> DATA FOR THIS EXERCISE:
--*--

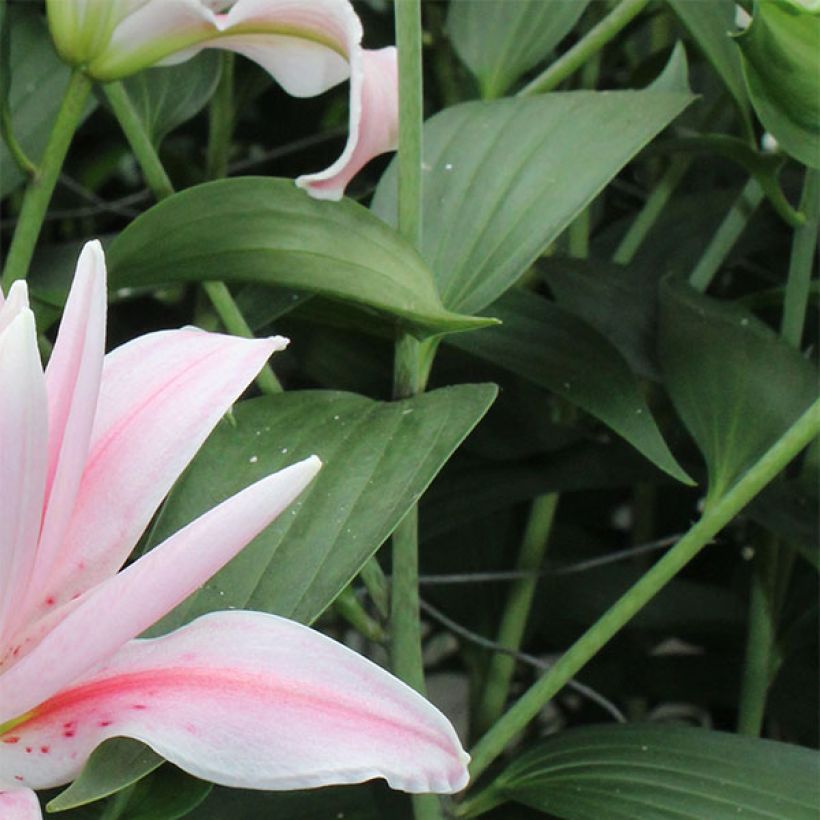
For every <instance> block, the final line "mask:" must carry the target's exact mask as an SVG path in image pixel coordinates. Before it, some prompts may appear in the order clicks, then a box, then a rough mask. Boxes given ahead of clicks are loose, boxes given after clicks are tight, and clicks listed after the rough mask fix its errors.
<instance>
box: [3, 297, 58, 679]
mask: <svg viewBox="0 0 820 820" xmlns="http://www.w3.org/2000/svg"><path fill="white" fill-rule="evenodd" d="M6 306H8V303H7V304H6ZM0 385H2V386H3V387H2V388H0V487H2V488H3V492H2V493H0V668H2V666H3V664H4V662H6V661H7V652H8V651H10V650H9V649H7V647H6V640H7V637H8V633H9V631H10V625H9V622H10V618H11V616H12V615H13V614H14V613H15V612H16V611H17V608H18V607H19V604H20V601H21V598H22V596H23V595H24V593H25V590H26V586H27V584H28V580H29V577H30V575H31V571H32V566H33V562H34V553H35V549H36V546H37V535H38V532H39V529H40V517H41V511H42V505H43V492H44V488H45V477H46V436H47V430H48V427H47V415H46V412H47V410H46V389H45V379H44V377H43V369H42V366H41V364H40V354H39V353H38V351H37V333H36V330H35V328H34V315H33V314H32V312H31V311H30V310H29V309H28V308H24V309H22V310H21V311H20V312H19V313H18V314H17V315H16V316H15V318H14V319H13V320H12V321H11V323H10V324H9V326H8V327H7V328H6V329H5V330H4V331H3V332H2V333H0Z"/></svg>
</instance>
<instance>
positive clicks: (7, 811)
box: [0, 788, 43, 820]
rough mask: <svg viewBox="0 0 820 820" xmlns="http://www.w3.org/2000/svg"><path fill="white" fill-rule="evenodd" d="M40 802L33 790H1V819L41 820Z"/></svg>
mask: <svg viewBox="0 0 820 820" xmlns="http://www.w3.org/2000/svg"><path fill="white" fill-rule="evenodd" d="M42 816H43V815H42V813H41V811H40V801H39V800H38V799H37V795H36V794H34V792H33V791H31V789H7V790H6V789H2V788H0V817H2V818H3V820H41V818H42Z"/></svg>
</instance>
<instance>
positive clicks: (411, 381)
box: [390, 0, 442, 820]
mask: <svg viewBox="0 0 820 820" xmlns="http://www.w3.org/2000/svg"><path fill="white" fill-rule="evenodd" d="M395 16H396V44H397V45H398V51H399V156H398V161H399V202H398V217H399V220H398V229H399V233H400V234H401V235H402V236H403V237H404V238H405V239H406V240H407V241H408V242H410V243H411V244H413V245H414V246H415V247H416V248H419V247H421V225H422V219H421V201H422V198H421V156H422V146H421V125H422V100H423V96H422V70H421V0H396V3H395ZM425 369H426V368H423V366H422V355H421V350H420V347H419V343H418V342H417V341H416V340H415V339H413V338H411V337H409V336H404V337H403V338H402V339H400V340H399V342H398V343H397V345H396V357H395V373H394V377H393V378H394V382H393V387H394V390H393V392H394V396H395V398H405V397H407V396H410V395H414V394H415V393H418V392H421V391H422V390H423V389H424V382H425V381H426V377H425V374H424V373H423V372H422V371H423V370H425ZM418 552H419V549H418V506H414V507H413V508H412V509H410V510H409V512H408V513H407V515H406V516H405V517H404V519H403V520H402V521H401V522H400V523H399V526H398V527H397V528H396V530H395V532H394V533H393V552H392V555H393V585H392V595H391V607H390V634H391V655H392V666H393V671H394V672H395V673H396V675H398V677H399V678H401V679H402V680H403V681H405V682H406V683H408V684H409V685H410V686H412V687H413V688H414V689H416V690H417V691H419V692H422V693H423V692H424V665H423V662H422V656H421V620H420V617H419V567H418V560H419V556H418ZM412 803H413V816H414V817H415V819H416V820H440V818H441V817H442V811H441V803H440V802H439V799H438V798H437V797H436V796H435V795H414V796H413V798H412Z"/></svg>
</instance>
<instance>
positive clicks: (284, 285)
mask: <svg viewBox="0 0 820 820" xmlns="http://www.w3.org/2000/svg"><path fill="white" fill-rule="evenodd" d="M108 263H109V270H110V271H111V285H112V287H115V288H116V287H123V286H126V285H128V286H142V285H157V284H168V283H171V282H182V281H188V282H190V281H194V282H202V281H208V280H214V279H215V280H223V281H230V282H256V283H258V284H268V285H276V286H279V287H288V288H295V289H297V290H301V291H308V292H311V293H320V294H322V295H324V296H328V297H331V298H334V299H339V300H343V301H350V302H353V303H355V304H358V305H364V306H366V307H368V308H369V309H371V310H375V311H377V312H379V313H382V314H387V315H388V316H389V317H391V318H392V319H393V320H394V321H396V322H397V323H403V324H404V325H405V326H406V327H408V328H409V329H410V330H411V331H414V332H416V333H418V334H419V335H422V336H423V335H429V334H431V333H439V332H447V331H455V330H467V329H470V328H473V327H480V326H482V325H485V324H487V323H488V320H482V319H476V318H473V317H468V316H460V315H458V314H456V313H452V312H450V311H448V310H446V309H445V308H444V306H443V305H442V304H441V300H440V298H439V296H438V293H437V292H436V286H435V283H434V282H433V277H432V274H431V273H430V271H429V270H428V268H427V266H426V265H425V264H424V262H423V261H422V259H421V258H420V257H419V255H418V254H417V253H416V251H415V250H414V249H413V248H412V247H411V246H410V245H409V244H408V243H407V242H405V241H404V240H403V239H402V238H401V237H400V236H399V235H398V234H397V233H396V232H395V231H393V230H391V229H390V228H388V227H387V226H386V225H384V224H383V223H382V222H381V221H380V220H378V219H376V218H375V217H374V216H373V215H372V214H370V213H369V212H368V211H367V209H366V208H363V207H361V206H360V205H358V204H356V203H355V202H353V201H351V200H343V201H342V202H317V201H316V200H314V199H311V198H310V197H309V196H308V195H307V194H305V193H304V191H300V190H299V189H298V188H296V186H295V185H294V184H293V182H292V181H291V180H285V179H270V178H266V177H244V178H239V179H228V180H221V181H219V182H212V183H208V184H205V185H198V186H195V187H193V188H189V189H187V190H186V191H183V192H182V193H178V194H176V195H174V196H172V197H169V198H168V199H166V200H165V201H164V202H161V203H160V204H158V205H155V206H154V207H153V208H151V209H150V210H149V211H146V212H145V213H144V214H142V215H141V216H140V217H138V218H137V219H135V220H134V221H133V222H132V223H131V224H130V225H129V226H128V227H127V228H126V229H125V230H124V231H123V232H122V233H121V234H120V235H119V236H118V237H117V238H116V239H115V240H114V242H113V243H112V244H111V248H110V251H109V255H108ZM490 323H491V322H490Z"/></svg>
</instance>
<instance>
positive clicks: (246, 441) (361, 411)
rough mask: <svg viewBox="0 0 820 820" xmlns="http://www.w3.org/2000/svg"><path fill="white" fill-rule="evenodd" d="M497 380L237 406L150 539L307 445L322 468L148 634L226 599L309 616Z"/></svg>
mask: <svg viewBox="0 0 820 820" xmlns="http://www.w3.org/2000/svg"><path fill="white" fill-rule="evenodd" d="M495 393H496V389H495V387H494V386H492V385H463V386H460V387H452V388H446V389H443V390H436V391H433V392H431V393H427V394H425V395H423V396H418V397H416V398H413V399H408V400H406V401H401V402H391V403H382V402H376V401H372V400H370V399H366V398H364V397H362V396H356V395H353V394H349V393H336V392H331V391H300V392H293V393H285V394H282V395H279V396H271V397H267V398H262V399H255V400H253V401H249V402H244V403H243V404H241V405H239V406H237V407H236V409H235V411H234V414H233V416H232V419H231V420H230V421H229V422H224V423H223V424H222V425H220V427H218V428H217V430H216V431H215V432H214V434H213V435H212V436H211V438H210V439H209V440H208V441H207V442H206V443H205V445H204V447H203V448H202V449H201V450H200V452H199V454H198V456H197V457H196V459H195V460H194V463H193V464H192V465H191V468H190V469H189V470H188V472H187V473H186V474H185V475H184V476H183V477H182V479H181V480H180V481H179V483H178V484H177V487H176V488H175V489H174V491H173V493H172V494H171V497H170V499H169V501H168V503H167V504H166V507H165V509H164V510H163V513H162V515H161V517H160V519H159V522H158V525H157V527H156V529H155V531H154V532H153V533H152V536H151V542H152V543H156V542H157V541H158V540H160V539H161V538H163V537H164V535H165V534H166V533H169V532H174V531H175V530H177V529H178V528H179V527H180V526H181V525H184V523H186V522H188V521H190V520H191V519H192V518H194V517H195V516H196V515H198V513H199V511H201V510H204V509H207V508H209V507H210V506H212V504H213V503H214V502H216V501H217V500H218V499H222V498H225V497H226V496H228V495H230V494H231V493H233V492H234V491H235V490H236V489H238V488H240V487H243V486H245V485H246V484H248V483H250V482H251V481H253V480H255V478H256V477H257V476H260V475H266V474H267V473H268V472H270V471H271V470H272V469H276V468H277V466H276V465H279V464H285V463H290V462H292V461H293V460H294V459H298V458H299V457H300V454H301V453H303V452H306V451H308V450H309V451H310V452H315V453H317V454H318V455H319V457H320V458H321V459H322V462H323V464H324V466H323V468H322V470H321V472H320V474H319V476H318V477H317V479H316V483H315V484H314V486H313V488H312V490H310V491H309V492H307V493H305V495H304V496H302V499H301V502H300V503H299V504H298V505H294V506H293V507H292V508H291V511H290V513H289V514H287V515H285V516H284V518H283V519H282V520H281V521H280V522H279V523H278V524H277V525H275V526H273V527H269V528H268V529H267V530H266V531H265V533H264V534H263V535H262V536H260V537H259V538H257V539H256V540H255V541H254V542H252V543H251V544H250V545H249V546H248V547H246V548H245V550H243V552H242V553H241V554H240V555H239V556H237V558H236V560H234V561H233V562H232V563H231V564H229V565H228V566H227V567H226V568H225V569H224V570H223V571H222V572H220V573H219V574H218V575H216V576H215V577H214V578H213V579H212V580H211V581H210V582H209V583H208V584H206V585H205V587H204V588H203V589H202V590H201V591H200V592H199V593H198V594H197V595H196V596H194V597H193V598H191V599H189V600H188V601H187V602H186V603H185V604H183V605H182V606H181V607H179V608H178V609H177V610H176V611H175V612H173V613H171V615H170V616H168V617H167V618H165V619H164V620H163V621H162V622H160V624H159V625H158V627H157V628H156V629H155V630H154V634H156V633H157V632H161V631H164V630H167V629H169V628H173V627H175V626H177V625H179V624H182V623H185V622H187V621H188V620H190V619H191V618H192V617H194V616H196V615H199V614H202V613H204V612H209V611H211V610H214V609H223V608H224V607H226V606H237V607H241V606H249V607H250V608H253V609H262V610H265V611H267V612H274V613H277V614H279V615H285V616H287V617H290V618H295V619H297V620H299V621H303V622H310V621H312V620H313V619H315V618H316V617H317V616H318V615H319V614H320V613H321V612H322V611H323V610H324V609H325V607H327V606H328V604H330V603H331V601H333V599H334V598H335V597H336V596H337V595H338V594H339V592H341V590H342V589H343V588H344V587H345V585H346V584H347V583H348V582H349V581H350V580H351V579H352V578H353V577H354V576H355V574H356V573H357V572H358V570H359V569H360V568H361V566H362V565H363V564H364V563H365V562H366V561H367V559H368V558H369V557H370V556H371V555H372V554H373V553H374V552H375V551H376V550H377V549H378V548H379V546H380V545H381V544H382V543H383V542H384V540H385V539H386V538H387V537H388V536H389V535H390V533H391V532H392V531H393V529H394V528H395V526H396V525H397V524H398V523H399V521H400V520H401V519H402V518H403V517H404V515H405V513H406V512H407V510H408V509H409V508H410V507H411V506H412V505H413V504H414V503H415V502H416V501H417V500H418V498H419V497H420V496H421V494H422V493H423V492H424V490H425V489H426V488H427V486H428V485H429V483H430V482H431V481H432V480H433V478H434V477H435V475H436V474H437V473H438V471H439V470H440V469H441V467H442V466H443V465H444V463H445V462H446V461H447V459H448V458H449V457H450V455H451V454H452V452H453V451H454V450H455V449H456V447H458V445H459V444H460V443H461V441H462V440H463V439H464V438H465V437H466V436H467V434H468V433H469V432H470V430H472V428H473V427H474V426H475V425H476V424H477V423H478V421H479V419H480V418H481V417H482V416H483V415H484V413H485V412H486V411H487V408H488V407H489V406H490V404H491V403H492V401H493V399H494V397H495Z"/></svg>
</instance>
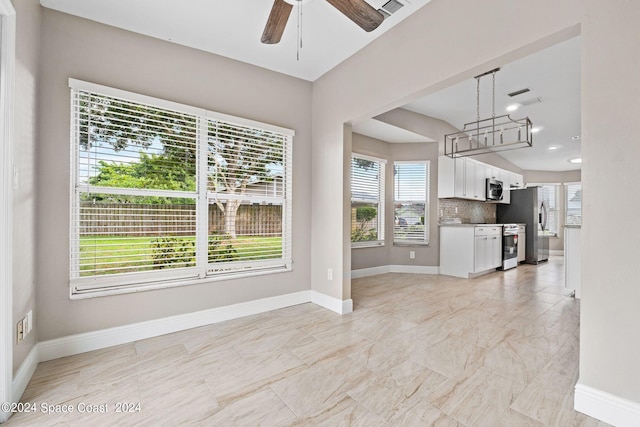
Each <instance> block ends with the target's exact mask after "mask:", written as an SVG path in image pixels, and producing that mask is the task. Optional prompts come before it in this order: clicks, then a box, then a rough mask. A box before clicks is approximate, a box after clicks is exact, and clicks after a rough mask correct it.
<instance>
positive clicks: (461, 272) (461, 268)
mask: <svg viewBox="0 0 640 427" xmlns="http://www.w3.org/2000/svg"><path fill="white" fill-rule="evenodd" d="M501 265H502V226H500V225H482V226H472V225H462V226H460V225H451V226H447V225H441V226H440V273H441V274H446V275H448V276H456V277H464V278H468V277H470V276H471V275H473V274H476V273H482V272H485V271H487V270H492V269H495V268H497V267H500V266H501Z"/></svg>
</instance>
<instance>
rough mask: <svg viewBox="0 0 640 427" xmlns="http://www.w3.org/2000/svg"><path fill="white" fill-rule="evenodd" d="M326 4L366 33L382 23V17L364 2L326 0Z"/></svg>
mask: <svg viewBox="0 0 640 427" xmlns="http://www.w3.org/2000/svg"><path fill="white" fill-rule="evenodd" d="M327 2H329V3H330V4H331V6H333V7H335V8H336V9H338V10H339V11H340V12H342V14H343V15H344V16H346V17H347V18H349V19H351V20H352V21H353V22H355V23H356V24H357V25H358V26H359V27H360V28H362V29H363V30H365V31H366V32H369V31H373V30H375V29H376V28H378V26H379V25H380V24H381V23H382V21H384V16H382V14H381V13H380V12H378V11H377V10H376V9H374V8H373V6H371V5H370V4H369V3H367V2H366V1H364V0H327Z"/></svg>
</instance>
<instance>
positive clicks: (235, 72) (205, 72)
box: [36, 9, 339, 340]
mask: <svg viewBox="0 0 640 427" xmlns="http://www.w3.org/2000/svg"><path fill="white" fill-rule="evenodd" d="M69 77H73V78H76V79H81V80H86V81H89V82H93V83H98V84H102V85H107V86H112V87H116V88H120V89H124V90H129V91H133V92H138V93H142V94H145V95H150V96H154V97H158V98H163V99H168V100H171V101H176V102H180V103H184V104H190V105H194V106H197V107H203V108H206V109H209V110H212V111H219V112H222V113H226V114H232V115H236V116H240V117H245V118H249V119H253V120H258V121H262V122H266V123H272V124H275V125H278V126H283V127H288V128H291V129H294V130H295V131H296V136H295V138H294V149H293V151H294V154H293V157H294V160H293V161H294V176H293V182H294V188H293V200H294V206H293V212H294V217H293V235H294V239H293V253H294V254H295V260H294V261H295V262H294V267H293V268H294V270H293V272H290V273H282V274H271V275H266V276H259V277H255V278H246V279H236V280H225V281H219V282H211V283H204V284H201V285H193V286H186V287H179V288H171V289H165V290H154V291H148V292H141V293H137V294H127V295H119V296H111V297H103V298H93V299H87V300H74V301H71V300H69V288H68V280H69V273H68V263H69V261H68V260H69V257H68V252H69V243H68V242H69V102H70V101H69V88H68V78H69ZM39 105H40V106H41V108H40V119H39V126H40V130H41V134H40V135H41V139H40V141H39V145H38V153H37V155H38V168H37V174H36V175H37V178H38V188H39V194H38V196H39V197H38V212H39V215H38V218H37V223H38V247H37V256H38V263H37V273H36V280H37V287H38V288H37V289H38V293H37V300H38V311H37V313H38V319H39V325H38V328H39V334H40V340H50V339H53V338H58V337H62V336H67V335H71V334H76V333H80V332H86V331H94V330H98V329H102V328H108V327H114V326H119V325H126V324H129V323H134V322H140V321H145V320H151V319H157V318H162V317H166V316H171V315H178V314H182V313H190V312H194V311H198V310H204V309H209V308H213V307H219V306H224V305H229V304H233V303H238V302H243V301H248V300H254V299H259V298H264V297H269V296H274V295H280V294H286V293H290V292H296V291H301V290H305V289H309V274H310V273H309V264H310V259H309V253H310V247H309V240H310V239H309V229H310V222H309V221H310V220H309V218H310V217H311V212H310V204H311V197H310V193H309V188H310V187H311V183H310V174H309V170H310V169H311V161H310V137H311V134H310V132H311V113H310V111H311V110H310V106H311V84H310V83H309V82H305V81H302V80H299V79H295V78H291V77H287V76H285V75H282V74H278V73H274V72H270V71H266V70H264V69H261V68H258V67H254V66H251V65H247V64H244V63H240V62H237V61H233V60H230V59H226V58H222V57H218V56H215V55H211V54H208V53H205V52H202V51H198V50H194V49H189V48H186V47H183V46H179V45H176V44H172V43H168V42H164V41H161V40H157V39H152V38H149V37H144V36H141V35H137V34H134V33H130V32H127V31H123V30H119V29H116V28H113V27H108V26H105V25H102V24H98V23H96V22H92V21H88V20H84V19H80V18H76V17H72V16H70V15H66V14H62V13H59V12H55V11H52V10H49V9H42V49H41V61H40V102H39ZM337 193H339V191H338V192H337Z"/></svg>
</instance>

--*--

> ABOUT THIS TASK: The records are above. How many lines in them contain the word "positive"? Give the number alone.

> RESULT FOR THIS EXERCISE: 6